═════ 提示本文 ═════

説明

光ディスク装置、光ディスク装置の駆動方法

【課題】
多層対応光ディスク装置において、短時間で高精度な調整処理を行う。
【解決手段】
少なくとも2層以上の記録再生層を有する光ディスクに記録再生を行う光ディスク記録再生装置であって、前記球面収差補正部をあらかじめ求めてある各層ごとの適正な前記球面収差補正部の位置のうち、光ピックアップからみて最も奥の層に適正な位置と最も手前の層に適正な位置の中間位置に位置付け、対物レンズを光ディスクに近づける方向に駆動し、球面収差補正部をあらかじめ求めてある前記光ピックアップからみて最も奥の層に適正な位置に位置付け、対物レンズを前記光ディスクから遠ざける方向に駆動することを特徴とする光ディスク装置。

【発明の詳細な説明】
【技術分野】
【0001】
本発明は、光ディスク装置またはその駆動方法に関する。

═════ データ抜粋 ═════

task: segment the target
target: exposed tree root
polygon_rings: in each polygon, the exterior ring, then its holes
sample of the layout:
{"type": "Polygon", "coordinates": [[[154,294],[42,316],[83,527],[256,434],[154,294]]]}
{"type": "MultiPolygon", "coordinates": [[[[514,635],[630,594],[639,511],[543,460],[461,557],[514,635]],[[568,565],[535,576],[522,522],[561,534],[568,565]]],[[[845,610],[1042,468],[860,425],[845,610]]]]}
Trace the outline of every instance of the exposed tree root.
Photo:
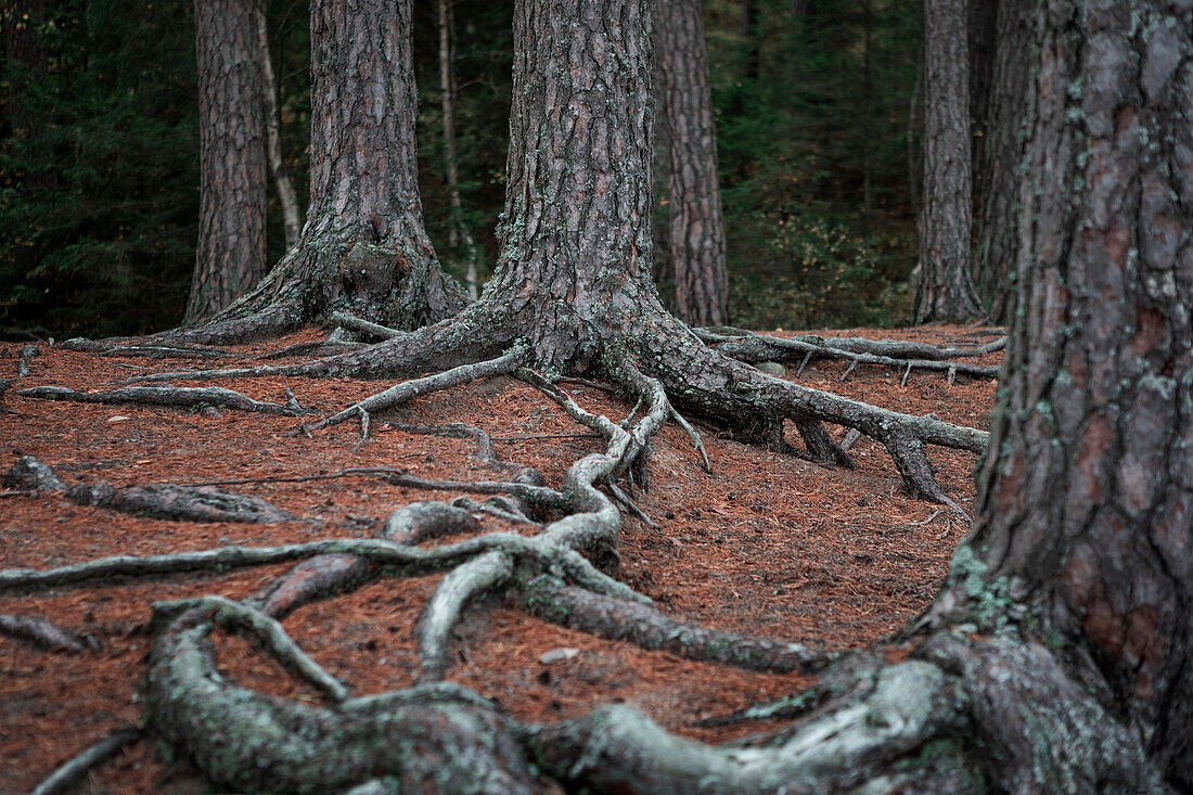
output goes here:
{"type": "Polygon", "coordinates": [[[4,476],[4,485],[30,492],[64,492],[67,485],[58,480],[49,466],[33,456],[21,456],[4,476]]]}
{"type": "Polygon", "coordinates": [[[385,779],[390,791],[526,793],[508,720],[472,694],[416,688],[323,708],[218,676],[210,624],[187,614],[155,643],[146,705],[154,732],[236,791],[323,793],[385,779]]]}
{"type": "MultiPolygon", "coordinates": [[[[758,334],[744,328],[733,326],[712,326],[707,328],[693,328],[700,339],[710,344],[719,344],[727,340],[761,340],[762,344],[775,344],[778,347],[791,346],[791,350],[814,353],[823,351],[824,356],[835,353],[864,353],[869,356],[880,356],[892,359],[921,359],[927,362],[947,362],[971,356],[984,356],[996,353],[1007,347],[1006,335],[999,337],[993,343],[985,345],[973,345],[968,347],[939,347],[927,343],[898,339],[866,339],[864,337],[817,337],[816,334],[801,334],[799,337],[783,338],[769,334],[758,334]]],[[[848,358],[848,357],[846,357],[848,358]]]]}
{"type": "Polygon", "coordinates": [[[690,660],[723,662],[753,671],[818,671],[835,655],[817,654],[798,643],[749,637],[678,621],[655,608],[598,596],[549,577],[536,577],[511,590],[511,599],[543,618],[571,629],[628,640],[690,660]]]}
{"type": "Polygon", "coordinates": [[[154,483],[115,488],[107,483],[80,483],[66,498],[79,505],[97,505],[122,513],[184,522],[302,522],[259,497],[210,487],[154,483]]]}
{"type": "Polygon", "coordinates": [[[157,345],[153,343],[116,343],[76,337],[58,343],[64,351],[81,351],[99,356],[143,356],[152,359],[227,359],[237,353],[212,345],[157,345]]]}
{"type": "Polygon", "coordinates": [[[141,729],[135,726],[116,729],[47,776],[30,795],[62,795],[79,791],[80,781],[93,768],[104,764],[140,739],[141,729]]]}
{"type": "Polygon", "coordinates": [[[267,403],[223,387],[124,387],[109,392],[75,392],[67,387],[30,387],[16,393],[21,398],[41,400],[69,400],[76,403],[137,403],[142,406],[174,406],[198,408],[220,406],[242,412],[283,414],[296,417],[302,413],[293,405],[267,403]]]}
{"type": "Polygon", "coordinates": [[[344,701],[348,697],[348,689],[339,679],[324,671],[319,662],[307,657],[290,640],[286,630],[282,628],[282,624],[277,620],[259,610],[221,596],[205,596],[197,599],[181,599],[179,602],[157,602],[153,609],[154,621],[172,621],[179,614],[193,611],[196,616],[214,621],[225,629],[247,631],[260,641],[261,647],[282,667],[297,673],[334,701],[344,701]]]}
{"type": "Polygon", "coordinates": [[[47,652],[82,652],[87,647],[73,634],[58,629],[45,618],[0,614],[0,634],[29,641],[47,652]]]}
{"type": "Polygon", "coordinates": [[[412,398],[418,398],[419,395],[439,392],[441,389],[450,389],[451,387],[458,387],[462,383],[476,381],[477,378],[489,378],[495,375],[513,372],[525,356],[525,349],[518,349],[488,362],[462,364],[445,372],[437,372],[425,378],[403,381],[402,383],[390,387],[384,392],[365,398],[364,400],[348,406],[342,412],[333,414],[327,419],[322,419],[310,425],[303,424],[303,429],[305,431],[319,431],[360,414],[369,415],[379,411],[394,408],[395,406],[398,406],[412,398]]]}

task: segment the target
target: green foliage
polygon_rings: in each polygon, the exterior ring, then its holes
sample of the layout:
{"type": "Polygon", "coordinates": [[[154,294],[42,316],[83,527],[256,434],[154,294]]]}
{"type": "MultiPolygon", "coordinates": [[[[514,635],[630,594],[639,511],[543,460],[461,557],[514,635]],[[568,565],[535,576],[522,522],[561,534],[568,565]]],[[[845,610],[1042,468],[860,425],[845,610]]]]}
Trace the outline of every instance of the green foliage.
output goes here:
{"type": "MultiPolygon", "coordinates": [[[[743,32],[738,0],[705,0],[731,320],[759,328],[902,322],[916,255],[907,113],[919,6],[754,2],[756,25],[743,32]]],[[[458,187],[484,267],[496,260],[505,202],[512,5],[455,2],[458,187]]],[[[192,5],[61,0],[54,8],[35,20],[44,67],[10,60],[0,74],[8,119],[0,127],[0,335],[173,326],[198,218],[192,5]]],[[[284,158],[304,201],[309,4],[268,0],[267,12],[284,158]]],[[[444,177],[435,4],[416,2],[414,14],[427,230],[446,269],[462,276],[466,252],[451,245],[444,177]]],[[[270,192],[277,261],[285,244],[272,184],[270,192]]],[[[661,265],[663,202],[661,193],[661,265]]],[[[659,267],[656,276],[668,298],[669,275],[659,267]]]]}
{"type": "Polygon", "coordinates": [[[44,68],[6,62],[24,110],[0,142],[0,334],[177,322],[198,201],[190,5],[57,4],[44,68]]]}
{"type": "Polygon", "coordinates": [[[737,2],[705,5],[733,322],[901,323],[917,5],[756,2],[753,36],[737,2]]]}

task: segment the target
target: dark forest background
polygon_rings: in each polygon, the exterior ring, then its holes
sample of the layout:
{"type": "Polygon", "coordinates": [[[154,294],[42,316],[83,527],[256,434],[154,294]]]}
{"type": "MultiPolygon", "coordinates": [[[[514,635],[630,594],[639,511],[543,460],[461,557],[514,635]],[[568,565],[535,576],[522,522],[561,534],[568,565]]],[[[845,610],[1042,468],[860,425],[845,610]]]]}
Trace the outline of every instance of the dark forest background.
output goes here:
{"type": "MultiPolygon", "coordinates": [[[[305,204],[308,6],[267,5],[284,154],[305,204]]],[[[415,5],[426,224],[446,270],[462,276],[465,252],[449,246],[435,7],[415,5]]],[[[917,255],[920,5],[709,0],[704,11],[733,322],[904,322],[917,255]]],[[[505,191],[511,13],[508,1],[455,4],[460,190],[486,267],[505,191]]],[[[2,24],[12,33],[29,20],[7,11],[2,24]]],[[[198,234],[192,4],[62,0],[33,27],[43,61],[0,64],[0,335],[175,326],[198,234]]],[[[285,240],[270,190],[272,263],[285,240]]],[[[655,271],[665,301],[666,202],[663,180],[655,271]]]]}

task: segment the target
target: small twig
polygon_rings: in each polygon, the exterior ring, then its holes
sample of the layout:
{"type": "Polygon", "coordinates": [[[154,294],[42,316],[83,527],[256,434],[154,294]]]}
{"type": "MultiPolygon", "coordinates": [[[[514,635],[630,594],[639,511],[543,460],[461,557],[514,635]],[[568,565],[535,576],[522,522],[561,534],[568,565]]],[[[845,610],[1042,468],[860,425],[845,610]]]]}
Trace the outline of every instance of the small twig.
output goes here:
{"type": "Polygon", "coordinates": [[[700,435],[694,427],[692,427],[691,423],[684,419],[682,414],[675,411],[674,406],[670,407],[670,414],[672,419],[675,420],[675,423],[687,433],[687,438],[692,440],[692,446],[696,448],[696,451],[700,454],[700,462],[704,464],[704,472],[711,474],[712,464],[709,463],[709,454],[704,450],[704,442],[700,440],[700,435]]]}
{"type": "Polygon", "coordinates": [[[933,519],[935,519],[938,516],[940,516],[944,512],[945,512],[945,510],[940,509],[938,511],[933,511],[932,516],[929,516],[923,522],[908,522],[908,524],[911,525],[911,526],[914,526],[914,528],[922,528],[923,525],[928,524],[929,522],[932,522],[933,519]]]}
{"type": "Polygon", "coordinates": [[[47,776],[31,795],[58,795],[60,793],[75,791],[76,784],[87,775],[87,771],[107,762],[117,752],[140,739],[141,729],[135,726],[116,729],[99,742],[87,746],[82,753],[47,776]]]}
{"type": "Polygon", "coordinates": [[[73,634],[36,616],[0,615],[0,635],[26,640],[47,652],[82,652],[87,648],[73,634]]]}
{"type": "Polygon", "coordinates": [[[623,492],[617,483],[610,481],[605,485],[608,487],[608,491],[613,493],[614,499],[617,499],[618,503],[624,505],[630,513],[642,519],[648,528],[655,528],[655,529],[659,528],[659,525],[655,524],[654,520],[651,520],[651,518],[647,516],[642,509],[639,509],[637,505],[633,504],[633,500],[630,499],[629,494],[623,492]]]}

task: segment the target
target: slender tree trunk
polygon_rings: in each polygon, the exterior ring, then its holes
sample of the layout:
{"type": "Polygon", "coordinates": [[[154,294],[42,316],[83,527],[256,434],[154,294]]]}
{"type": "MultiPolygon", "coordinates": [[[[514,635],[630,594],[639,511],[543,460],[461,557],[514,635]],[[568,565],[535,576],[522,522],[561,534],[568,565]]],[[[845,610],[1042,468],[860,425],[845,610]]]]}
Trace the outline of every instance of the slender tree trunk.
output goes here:
{"type": "Polygon", "coordinates": [[[311,4],[307,223],[253,292],[171,338],[235,341],[330,312],[418,328],[466,303],[422,226],[412,25],[410,0],[311,4]]]}
{"type": "Polygon", "coordinates": [[[273,184],[278,189],[278,201],[282,203],[282,217],[286,228],[286,248],[298,242],[302,232],[302,210],[298,209],[298,197],[293,183],[286,173],[285,160],[282,159],[282,113],[278,107],[278,81],[273,75],[273,58],[270,55],[270,25],[265,14],[265,1],[256,2],[256,39],[261,54],[261,82],[265,97],[265,134],[266,150],[270,155],[270,171],[273,184]]]}
{"type": "Polygon", "coordinates": [[[649,30],[648,2],[524,0],[514,10],[511,187],[486,296],[506,296],[537,355],[561,368],[582,369],[608,318],[641,314],[636,300],[654,292],[649,39],[623,31],[626,20],[649,30]],[[552,68],[573,62],[585,68],[552,68]]]}
{"type": "Polygon", "coordinates": [[[970,281],[973,226],[964,0],[925,0],[923,223],[914,320],[981,316],[970,281]]]}
{"type": "Polygon", "coordinates": [[[478,295],[477,266],[480,248],[464,222],[464,205],[459,197],[459,159],[456,156],[456,76],[452,70],[452,38],[455,24],[452,0],[438,0],[439,5],[439,91],[444,116],[444,165],[447,175],[447,197],[451,202],[452,224],[451,245],[456,246],[457,235],[463,239],[468,251],[468,272],[464,285],[474,301],[478,295]]]}
{"type": "Polygon", "coordinates": [[[253,0],[196,0],[199,242],[188,321],[242,295],[265,271],[265,150],[253,0]]]}
{"type": "Polygon", "coordinates": [[[982,209],[978,217],[973,283],[991,322],[1006,322],[1010,265],[1019,244],[1019,186],[1022,180],[1024,115],[1031,86],[1036,4],[999,4],[997,48],[982,149],[982,209]]]}
{"type": "Polygon", "coordinates": [[[874,10],[871,0],[863,4],[863,64],[861,64],[861,228],[870,234],[874,216],[873,180],[874,158],[870,146],[870,113],[873,110],[874,81],[871,75],[871,47],[874,27],[874,10]]]}
{"type": "Polygon", "coordinates": [[[657,8],[676,314],[692,326],[723,325],[729,318],[729,275],[700,1],[660,0],[657,8]]]}

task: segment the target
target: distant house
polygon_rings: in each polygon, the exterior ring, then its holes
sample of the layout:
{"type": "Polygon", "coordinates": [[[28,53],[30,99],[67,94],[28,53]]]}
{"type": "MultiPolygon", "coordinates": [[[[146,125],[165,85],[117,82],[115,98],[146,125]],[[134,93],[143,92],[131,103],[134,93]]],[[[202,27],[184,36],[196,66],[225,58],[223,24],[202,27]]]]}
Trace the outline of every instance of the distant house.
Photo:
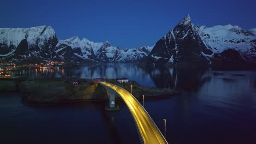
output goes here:
{"type": "Polygon", "coordinates": [[[104,81],[103,79],[102,78],[96,78],[92,79],[93,81],[96,81],[96,82],[100,82],[100,81],[104,81]]]}
{"type": "Polygon", "coordinates": [[[75,82],[73,82],[72,85],[73,85],[73,86],[78,85],[78,82],[75,81],[75,82]]]}
{"type": "Polygon", "coordinates": [[[117,81],[119,83],[121,83],[121,82],[127,83],[129,82],[129,79],[126,79],[126,78],[121,78],[121,79],[118,79],[117,81]]]}

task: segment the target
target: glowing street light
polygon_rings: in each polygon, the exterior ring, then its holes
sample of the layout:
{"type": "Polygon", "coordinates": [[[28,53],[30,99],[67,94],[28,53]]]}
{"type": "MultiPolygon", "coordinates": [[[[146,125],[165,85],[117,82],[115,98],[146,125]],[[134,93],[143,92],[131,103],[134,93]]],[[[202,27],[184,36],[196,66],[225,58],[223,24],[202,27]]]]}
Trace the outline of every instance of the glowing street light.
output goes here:
{"type": "Polygon", "coordinates": [[[132,94],[132,85],[131,85],[131,94],[132,94]]]}
{"type": "Polygon", "coordinates": [[[143,107],[144,107],[144,94],[143,94],[142,96],[143,96],[143,107]]]}
{"type": "Polygon", "coordinates": [[[165,122],[165,132],[166,131],[166,119],[164,119],[164,122],[165,122]]]}

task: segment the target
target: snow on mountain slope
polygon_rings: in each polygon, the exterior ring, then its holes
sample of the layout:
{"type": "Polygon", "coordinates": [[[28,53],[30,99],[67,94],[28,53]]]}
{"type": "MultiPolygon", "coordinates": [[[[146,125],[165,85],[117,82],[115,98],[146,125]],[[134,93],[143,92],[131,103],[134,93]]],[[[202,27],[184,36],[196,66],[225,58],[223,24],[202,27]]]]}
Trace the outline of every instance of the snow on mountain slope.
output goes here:
{"type": "Polygon", "coordinates": [[[72,53],[76,53],[75,56],[84,59],[89,59],[102,62],[127,62],[136,61],[147,56],[152,48],[144,46],[138,49],[123,50],[112,46],[108,41],[104,43],[95,43],[85,38],[80,40],[78,37],[74,37],[66,40],[59,40],[55,51],[61,57],[63,56],[72,57],[68,59],[74,58],[74,56],[72,53]],[[78,52],[75,53],[74,51],[78,52]],[[72,53],[67,55],[67,52],[72,53]]]}
{"type": "Polygon", "coordinates": [[[146,57],[152,50],[153,46],[143,46],[138,49],[122,50],[122,57],[120,62],[134,62],[144,57],[146,57]]]}
{"type": "Polygon", "coordinates": [[[54,30],[50,26],[28,28],[0,28],[0,43],[6,44],[8,46],[13,45],[15,47],[24,39],[27,39],[28,44],[34,45],[37,40],[40,40],[39,42],[42,43],[55,35],[54,30]]]}
{"type": "Polygon", "coordinates": [[[252,31],[231,25],[210,28],[201,26],[198,30],[203,43],[214,53],[222,52],[229,48],[248,52],[251,48],[251,40],[255,39],[255,35],[252,31]]]}

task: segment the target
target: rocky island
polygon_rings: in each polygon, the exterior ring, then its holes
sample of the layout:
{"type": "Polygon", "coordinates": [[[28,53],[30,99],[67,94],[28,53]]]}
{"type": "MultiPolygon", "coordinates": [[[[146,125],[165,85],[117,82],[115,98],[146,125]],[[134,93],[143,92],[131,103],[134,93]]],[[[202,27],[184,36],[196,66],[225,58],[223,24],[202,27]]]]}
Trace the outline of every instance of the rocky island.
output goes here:
{"type": "MultiPolygon", "coordinates": [[[[114,79],[106,81],[115,83],[114,79]]],[[[67,103],[86,101],[106,101],[109,96],[107,90],[98,81],[79,78],[55,79],[2,79],[0,92],[20,92],[24,103],[32,105],[53,105],[67,103]],[[78,85],[73,85],[77,82],[78,85]]],[[[141,86],[135,81],[129,83],[115,82],[117,86],[131,92],[139,99],[144,95],[145,99],[171,97],[173,89],[157,88],[141,86]]],[[[116,96],[117,98],[119,98],[116,96]]]]}

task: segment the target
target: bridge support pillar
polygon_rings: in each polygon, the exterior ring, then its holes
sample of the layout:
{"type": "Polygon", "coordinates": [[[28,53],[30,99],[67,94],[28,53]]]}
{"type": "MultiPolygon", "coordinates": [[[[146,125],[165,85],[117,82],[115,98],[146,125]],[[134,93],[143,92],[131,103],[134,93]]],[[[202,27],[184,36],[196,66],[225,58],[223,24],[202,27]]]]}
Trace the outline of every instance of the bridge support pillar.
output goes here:
{"type": "Polygon", "coordinates": [[[115,94],[110,93],[109,107],[105,107],[107,111],[115,111],[119,110],[119,106],[115,105],[115,94]]]}
{"type": "Polygon", "coordinates": [[[114,108],[115,106],[115,95],[110,93],[109,95],[109,107],[114,108]]]}

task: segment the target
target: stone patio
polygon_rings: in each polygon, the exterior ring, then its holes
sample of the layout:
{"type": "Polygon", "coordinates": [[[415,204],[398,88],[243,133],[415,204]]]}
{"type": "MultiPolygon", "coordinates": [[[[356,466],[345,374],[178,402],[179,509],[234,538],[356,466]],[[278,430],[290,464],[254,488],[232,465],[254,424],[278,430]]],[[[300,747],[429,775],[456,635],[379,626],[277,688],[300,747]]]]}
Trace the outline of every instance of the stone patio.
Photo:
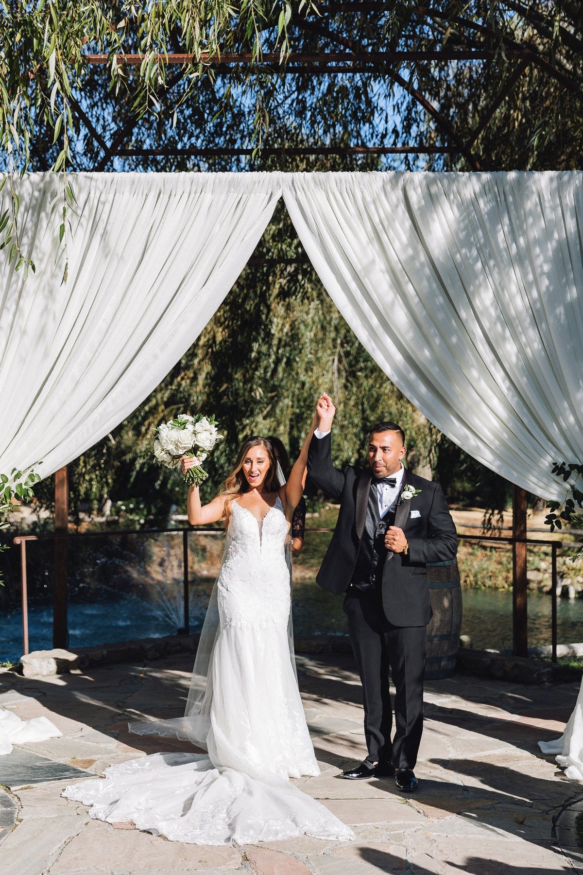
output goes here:
{"type": "MultiPolygon", "coordinates": [[[[303,837],[250,847],[200,847],[92,821],[59,795],[72,778],[156,750],[130,736],[141,715],[177,716],[192,656],[42,679],[0,669],[0,707],[45,715],[63,737],[0,757],[3,875],[550,875],[580,871],[583,784],[540,754],[563,730],[577,684],[523,686],[455,676],[427,683],[426,728],[406,797],[391,780],[339,777],[364,754],[360,687],[344,655],[299,657],[300,685],[322,774],[298,781],[351,824],[354,843],[303,837]],[[156,707],[152,706],[156,703],[156,707]]],[[[583,863],[580,872],[583,872],[583,863]]]]}

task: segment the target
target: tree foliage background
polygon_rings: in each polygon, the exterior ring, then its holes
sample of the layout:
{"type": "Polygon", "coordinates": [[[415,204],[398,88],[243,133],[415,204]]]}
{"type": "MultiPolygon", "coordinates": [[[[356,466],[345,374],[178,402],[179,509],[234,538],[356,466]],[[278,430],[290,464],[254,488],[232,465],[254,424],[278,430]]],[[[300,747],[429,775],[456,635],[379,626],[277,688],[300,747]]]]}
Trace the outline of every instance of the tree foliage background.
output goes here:
{"type": "MultiPolygon", "coordinates": [[[[64,245],[75,171],[575,170],[582,80],[583,9],[567,0],[0,0],[0,169],[64,174],[64,245]],[[462,60],[468,52],[479,60],[462,60]],[[167,66],[167,52],[191,57],[167,66]],[[226,65],[233,52],[246,63],[226,65]],[[87,53],[106,63],[88,65],[87,53]],[[419,144],[448,150],[348,150],[419,144]]],[[[0,257],[25,267],[18,208],[0,257]]],[[[428,466],[450,499],[506,504],[508,484],[440,435],[360,346],[281,207],[197,343],[72,465],[73,510],[107,495],[142,498],[157,514],[181,503],[180,478],[150,461],[153,427],[178,410],[214,412],[226,431],[209,492],[250,432],[275,432],[293,456],[322,389],[338,402],[337,463],[357,458],[371,422],[391,416],[409,435],[411,464],[428,466]]],[[[50,506],[50,480],[41,486],[50,506]]]]}

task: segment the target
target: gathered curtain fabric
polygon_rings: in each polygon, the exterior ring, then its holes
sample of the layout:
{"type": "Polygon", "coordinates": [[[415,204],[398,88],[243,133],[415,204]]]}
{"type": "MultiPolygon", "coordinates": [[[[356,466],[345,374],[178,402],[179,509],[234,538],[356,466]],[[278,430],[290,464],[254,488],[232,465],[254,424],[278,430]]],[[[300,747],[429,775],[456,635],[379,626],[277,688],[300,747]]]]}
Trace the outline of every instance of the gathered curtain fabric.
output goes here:
{"type": "Polygon", "coordinates": [[[72,183],[66,253],[62,181],[15,181],[37,270],[24,281],[0,257],[0,472],[42,460],[45,477],[134,410],[212,318],[282,195],[324,288],[389,379],[470,455],[564,496],[552,463],[583,460],[581,173],[72,183]]]}
{"type": "Polygon", "coordinates": [[[583,174],[295,173],[284,198],[402,393],[488,467],[564,498],[553,462],[583,461],[583,174]]]}
{"type": "MultiPolygon", "coordinates": [[[[197,339],[281,195],[269,173],[79,173],[59,245],[58,174],[15,180],[20,245],[0,253],[0,472],[46,477],[118,425],[197,339]],[[71,228],[68,228],[71,222],[71,228]],[[68,256],[68,279],[61,284],[68,256]]],[[[0,194],[0,214],[10,186],[0,194]]]]}

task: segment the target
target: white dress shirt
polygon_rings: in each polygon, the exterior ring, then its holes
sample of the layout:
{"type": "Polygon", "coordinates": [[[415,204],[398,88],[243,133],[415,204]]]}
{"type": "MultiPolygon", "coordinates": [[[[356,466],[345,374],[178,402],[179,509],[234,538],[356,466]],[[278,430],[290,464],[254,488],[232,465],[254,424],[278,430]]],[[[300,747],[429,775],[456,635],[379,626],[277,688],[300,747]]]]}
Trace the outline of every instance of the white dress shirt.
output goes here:
{"type": "MultiPolygon", "coordinates": [[[[328,430],[328,431],[320,431],[319,429],[316,429],[316,430],[314,431],[314,434],[318,438],[318,440],[321,440],[323,438],[325,438],[326,435],[329,435],[330,433],[330,429],[328,430]]],[[[391,508],[394,506],[395,501],[397,500],[399,493],[401,488],[401,483],[403,482],[403,477],[405,476],[405,468],[403,467],[403,466],[401,465],[399,471],[396,472],[396,473],[394,474],[391,474],[391,476],[394,477],[396,480],[394,486],[389,486],[388,483],[377,484],[377,495],[378,497],[378,513],[380,514],[381,516],[385,516],[387,511],[391,510],[391,508]]]]}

═════

▸ 作業内容 1: 光ディスク装置の本文のうち、「光ディスク装置、光ディスク装置の駆動方法」から「を特徴とする光ディスク装置。」までを一字一句変えずに書き出すこと。
▸ 作業内容 2: 光ディスク装置の本文を、最後に示された文の次から引き継いで書き進めること。

▸ 結果 1:
光ディスク装置、光ディスク装置の駆動方法

【課題】
多層対応光ディスク装置において、短時間で高精度な調整処理を行う。
【解決手段】
少なくとも2層以上の記録再生層を有する光ディスクに記録再生を行う光ディスク記録再生装置であって、前記球面収差補正部をあらかじめ求めてある各層ごとの適正な前記球面収差補正部の位置のうち、光ピックアップからみて最も奥の層に適正な位置と最も手前の層に適正な位置の中間位置に位置付け、対物レンズを光ディスクに近づける方向に駆動し、球面収差補正部をあらかじめ求めてある前記光ピックアップからみて最も奥の層に適正な位置に位置付け、対物レンズを前記光ディスクから遠ざける方向に駆動することを特徴とする光ディスク装置。

▸ 結果 2:
【背景技術】
【0002】
光ディスク装置に関する文献として、特許文献1が公開されている。当該特許文献1には、例えば、その要約に、「光ディスク装置は、光透過層を表面コートしたディスク1の情報面に光ビームを照射し、記録再生を行う装置である。光ディスク装置は、光ビームに発生している球面収差を予め補正する球面収差制御部21と、フォーカスエラー信号を検出するフォーカスエラー検出部10と、球面収差制御部21により球面収差量を所定量に合致させた後、フォーカスエラー検出部10の信号振幅が所定値になるように調整するコントローラ17とを備えている。」と記載されている。また、該文献の段落番号0015には、「積層された2層以上の情報面をもつ多層ディスクにおいては、収差補正手段によって各層毎に球面収差またはコマ収差の補正を行うように構成したことが好ましい。」、「収差補正手段は、検出手段の信号振幅が略最大となるように、装置の起動時に球面収差またはコマ収差を予め補正することが好ましい。」との記載がある。そして、該文献に記載の光ディスク装置によると「球面収差、コマ収差が発生しても常に安定なフォーカス、トラッキング性能を確保できる自動振幅制御を可能とする」と記載されている(要約)。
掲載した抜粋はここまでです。